Task instructions: Say whether each statement agrees with the Brixton shops thread below, answering yes or no and quoting the words of the thread that decide it. 1. The opening post names Holland & Barrett as a shop its writer has never looked around. 2. uk benzo describes Footlocker as still open. 3. editor claims never to have set foot in Footlocker.

Text segment:
## Start

# Well known shops in Brixton that you've never set foot in



## editor (Dec 1, 2011)

Here's mine: Holland & Barrett. It's on the main shopping drag, yet I've never once felt inclined to take a look around.


----------



## Minnie_the_Minx (Dec 1, 2011)

H&B
Starbucks
Majority of Granville Arcade new shops/eateries
JB Sports (or whatever it's called)
That Games place on the corner
Mothercare
Footlocker
Nail bars
Phone shops

Loads of them


----------



## uk benzo (Dec 1, 2011)

M&S, H&B and when it was open, Footlocker.


----------



## Ms T (Dec 1, 2011)

Starbucks.  Mothercare.  I think that's it.  Dedicated shopper, me.


----------



## porno thieving gypsy (Dec 1, 2011)

McD's.


----------



## editor (Dec 1, 2011)

Ah yes. I obvs have never set foot in Starbucks or McDs or KFC.

I went in Footlocker once, and it looked like there was a convention of American Football referees going on.


----------



## billythefish (Dec 1, 2011)

I went into McD's for a crap once.


----------



## Badgers (Dec 1, 2011)

## End

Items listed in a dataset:
## Start

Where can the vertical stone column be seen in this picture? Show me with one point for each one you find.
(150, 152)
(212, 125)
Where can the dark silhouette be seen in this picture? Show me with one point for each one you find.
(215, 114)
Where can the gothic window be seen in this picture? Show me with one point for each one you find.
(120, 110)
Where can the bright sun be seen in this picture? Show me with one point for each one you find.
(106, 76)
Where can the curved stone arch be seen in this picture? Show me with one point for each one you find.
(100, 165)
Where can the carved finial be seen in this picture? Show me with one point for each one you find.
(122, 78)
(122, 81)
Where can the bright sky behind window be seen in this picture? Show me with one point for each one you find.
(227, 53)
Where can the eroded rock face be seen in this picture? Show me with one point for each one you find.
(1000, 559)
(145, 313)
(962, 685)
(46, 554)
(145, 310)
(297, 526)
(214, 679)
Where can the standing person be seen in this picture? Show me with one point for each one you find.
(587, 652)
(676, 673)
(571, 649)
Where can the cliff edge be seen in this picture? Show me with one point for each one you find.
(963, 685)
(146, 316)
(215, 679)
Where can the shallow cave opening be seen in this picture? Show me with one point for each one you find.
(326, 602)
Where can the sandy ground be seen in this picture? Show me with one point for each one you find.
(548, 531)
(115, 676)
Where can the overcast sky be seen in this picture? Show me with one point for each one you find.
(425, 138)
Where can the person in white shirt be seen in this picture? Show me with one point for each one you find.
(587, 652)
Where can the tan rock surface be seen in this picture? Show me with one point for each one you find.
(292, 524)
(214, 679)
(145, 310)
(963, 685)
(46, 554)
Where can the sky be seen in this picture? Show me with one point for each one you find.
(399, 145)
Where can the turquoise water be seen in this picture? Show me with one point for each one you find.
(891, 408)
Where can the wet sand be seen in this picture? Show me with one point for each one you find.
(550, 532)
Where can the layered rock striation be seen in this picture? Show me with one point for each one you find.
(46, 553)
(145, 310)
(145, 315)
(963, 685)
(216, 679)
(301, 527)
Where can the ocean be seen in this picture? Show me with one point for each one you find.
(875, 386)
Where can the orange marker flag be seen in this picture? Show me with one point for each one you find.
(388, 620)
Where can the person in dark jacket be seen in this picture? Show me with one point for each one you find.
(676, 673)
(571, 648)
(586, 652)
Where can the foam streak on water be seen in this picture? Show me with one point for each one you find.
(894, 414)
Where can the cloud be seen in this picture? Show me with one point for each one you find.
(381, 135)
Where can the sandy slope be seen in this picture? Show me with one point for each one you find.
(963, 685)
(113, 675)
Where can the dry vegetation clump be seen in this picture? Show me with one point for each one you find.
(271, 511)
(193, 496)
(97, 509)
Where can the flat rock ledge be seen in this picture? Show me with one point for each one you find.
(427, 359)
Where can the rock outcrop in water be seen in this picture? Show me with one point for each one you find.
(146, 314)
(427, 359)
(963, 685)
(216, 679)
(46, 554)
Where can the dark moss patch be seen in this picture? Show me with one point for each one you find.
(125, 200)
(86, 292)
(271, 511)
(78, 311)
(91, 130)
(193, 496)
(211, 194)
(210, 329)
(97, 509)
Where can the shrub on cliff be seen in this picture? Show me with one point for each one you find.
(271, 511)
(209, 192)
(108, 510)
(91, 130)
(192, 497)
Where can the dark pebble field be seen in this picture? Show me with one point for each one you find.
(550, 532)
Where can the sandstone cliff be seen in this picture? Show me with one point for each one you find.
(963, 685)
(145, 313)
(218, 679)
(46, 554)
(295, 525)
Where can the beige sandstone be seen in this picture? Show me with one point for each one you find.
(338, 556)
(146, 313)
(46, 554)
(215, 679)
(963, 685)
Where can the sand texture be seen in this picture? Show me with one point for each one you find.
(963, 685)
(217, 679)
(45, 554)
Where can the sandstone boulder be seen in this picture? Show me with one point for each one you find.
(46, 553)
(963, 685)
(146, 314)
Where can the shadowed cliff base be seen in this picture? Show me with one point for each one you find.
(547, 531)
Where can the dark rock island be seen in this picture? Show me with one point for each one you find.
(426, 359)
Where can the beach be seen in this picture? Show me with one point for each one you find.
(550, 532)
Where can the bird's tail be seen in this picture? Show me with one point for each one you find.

## End

Worked solution:
1. Yes: "Here's mine: Holland & Barrett. It's on the main shopping drag, yet I've never once felt inclined to take a look around."
2. No: "when it was open, Footlocker."
3. No: "I went in Footlocker once"